* _GOAL OF THE EXERCISE_
Copy the material below from the line with "Each instance of the calm" to the line with "[[213, 73]]", both lines included and the requests kept. Shift every x and y coordinate in the answers up by 70.
[BEGIN DATA TO USE]
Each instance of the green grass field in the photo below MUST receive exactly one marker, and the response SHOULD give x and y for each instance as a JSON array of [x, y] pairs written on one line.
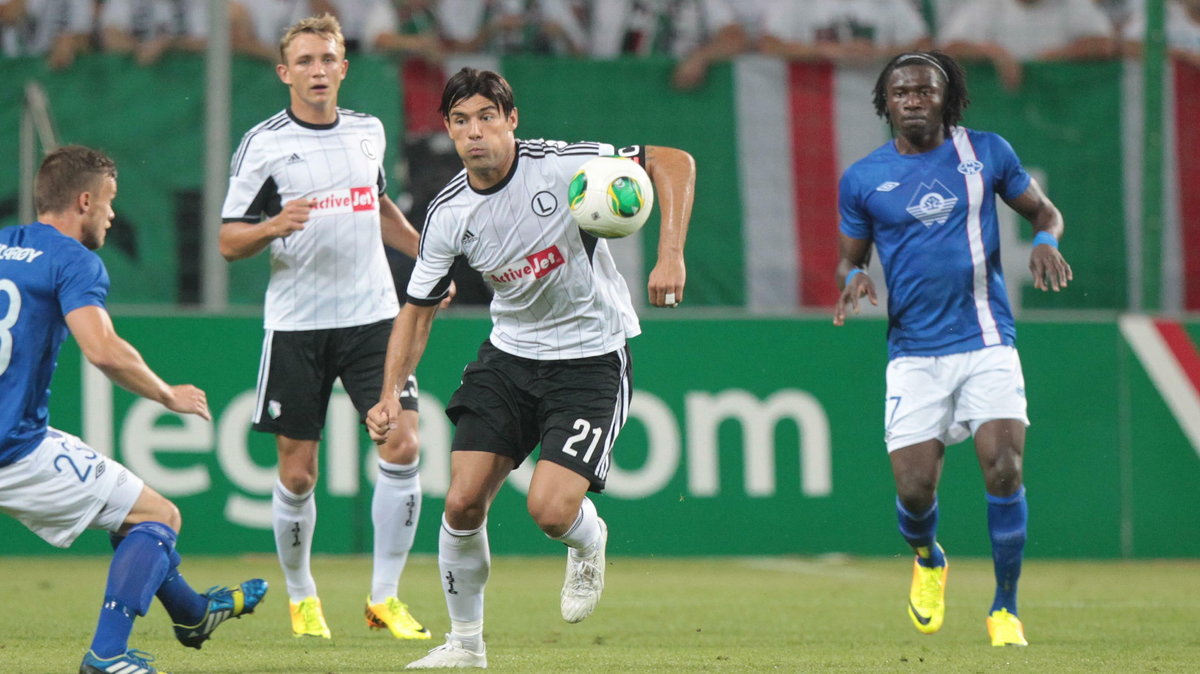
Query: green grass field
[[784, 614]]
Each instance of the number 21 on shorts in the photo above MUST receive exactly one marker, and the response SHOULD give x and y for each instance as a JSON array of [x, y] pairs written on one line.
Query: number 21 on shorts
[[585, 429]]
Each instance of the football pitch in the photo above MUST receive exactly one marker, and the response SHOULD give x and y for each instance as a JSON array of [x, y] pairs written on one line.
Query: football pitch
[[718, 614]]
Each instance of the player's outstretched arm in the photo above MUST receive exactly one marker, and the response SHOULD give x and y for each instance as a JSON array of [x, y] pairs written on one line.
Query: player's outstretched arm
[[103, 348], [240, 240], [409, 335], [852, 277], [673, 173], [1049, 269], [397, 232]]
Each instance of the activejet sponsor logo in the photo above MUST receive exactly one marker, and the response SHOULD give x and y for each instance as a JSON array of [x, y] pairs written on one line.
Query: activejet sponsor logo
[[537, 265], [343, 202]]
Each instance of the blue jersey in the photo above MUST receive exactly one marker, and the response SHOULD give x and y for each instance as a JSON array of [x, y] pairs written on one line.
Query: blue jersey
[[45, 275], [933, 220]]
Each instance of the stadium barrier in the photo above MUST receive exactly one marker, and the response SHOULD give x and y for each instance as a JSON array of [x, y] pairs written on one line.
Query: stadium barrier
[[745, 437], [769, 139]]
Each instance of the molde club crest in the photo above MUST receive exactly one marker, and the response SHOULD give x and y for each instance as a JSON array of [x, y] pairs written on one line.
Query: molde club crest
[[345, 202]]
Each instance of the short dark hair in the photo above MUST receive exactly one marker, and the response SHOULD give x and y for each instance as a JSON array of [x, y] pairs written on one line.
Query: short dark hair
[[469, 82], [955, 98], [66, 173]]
[END DATA TO USE]
[BEGIN DATA TO USE]
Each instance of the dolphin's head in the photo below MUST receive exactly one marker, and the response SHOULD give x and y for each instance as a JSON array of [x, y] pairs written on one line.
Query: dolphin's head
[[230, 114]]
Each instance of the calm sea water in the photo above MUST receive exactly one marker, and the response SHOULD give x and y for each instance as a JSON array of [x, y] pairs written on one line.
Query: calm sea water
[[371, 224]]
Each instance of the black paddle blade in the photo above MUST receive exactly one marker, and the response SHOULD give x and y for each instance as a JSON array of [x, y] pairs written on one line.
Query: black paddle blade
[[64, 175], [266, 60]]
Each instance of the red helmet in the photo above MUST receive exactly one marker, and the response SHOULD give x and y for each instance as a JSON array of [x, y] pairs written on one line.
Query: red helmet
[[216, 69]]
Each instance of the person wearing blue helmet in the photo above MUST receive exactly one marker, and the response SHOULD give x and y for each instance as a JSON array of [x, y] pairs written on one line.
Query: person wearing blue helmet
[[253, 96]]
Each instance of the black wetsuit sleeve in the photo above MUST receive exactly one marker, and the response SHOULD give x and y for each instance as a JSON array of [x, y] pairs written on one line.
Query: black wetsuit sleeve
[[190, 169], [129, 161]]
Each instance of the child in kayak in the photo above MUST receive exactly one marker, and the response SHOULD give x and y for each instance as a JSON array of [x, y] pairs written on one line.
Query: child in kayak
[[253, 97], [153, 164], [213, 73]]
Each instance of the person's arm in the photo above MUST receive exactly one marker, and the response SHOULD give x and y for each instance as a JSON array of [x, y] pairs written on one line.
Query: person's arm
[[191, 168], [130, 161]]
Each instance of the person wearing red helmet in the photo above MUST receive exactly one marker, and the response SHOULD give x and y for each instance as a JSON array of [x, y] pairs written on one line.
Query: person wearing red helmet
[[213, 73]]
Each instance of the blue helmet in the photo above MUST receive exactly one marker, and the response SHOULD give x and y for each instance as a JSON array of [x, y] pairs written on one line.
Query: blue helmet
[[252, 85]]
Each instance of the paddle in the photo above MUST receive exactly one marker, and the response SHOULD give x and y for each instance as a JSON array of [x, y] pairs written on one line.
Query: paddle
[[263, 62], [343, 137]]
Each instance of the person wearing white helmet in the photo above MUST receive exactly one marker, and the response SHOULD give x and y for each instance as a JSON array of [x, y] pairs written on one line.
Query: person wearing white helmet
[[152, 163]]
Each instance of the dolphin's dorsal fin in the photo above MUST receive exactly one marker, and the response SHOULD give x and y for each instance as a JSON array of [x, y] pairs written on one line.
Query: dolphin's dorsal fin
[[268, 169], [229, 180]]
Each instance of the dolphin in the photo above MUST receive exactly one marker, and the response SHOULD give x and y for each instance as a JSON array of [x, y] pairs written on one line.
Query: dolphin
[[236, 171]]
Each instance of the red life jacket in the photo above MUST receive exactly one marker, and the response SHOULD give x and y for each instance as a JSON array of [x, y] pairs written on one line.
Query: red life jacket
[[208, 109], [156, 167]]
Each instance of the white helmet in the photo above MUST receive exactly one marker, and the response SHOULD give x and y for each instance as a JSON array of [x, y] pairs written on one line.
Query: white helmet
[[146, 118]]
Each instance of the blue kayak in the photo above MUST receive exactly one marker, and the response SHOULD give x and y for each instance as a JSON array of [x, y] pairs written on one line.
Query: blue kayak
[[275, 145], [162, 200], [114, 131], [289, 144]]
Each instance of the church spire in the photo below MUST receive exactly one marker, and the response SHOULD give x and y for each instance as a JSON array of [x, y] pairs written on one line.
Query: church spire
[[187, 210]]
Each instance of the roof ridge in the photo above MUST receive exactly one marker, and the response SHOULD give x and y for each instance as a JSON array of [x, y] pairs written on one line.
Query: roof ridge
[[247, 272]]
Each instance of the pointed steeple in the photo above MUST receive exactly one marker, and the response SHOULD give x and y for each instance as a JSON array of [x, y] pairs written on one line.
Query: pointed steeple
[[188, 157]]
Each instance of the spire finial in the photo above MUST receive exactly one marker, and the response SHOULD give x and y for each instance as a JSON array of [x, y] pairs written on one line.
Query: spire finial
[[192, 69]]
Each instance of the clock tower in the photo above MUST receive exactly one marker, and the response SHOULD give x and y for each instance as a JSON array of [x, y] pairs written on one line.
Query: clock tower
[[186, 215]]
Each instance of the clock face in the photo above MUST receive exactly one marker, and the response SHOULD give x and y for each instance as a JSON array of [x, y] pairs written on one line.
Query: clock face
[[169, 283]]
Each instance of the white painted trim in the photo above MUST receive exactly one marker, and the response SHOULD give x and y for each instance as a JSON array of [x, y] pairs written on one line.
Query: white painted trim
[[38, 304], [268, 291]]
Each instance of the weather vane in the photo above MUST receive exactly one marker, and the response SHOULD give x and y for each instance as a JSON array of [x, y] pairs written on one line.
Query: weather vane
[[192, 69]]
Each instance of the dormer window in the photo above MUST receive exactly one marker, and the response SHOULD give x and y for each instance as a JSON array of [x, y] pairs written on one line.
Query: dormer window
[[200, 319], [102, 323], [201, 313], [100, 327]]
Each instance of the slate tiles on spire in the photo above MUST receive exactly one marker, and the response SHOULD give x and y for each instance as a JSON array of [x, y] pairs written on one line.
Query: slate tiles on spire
[END DATA TO USE]
* _TASK OUTPUT_
Each instance of the calm sea water in the photo above MUST receive exactly one marker, and the response SHOULD give x and y for each instance as a JSON array of [x, y] pairs written on one line.
Query: calm sea water
[[441, 294]]
Each instance of the black paddle blade in the photo above MUST receive exactly one marker, and the response SHOULD give x and y for each instance as a JSON array of [x, y] pairs written on one line.
Query: black paddle blade
[[134, 245], [336, 130]]
Each instance of the red helmet in the photo above MUST receive exactly one marker, and the response SHOULD give x and y for each instance as a JSON array of [x, y] pairs written on one line.
Query: red helmet
[[286, 139]]
Each instance of the person wearing blue helmet in the photo above MUST receive exactly one marker, and the response SHOULD give x and y for each instance as a JSON array of [x, y] pairs written on one line.
Query: person wearing blue helmet
[[323, 166]]
Each instance of the black wetsuit sleeve in the photo above MUST receive exactly one marker, and the response SHOULD give x and y for each instance as a JSON array of [x, y] pairs written on one line.
Query: black wetsuit sleeve
[[260, 239], [199, 231]]
Each instance of the child in kayak in the photo above MUST receive exactly one marker, and the response SHOULD give x and y for each instance as a JSON array of [x, y] pairs written on one line.
Query: child in kayak
[[323, 167], [223, 234], [283, 143]]
Each instance of the person's arm in the photo above MUST receive exactly one marker, and the response SHOULD give x and y for each instance as a JSON array of [x, y] pairs written on one line.
Query: person's arm
[[261, 238], [200, 231]]
Each instance of the person wearing red helmet in the photo above MUST receive exactly one marker, and the response SHOULD give x and y for each instance as a JSON array of [x, y] pairs written on one line.
Query: person wearing red helmet
[[283, 143]]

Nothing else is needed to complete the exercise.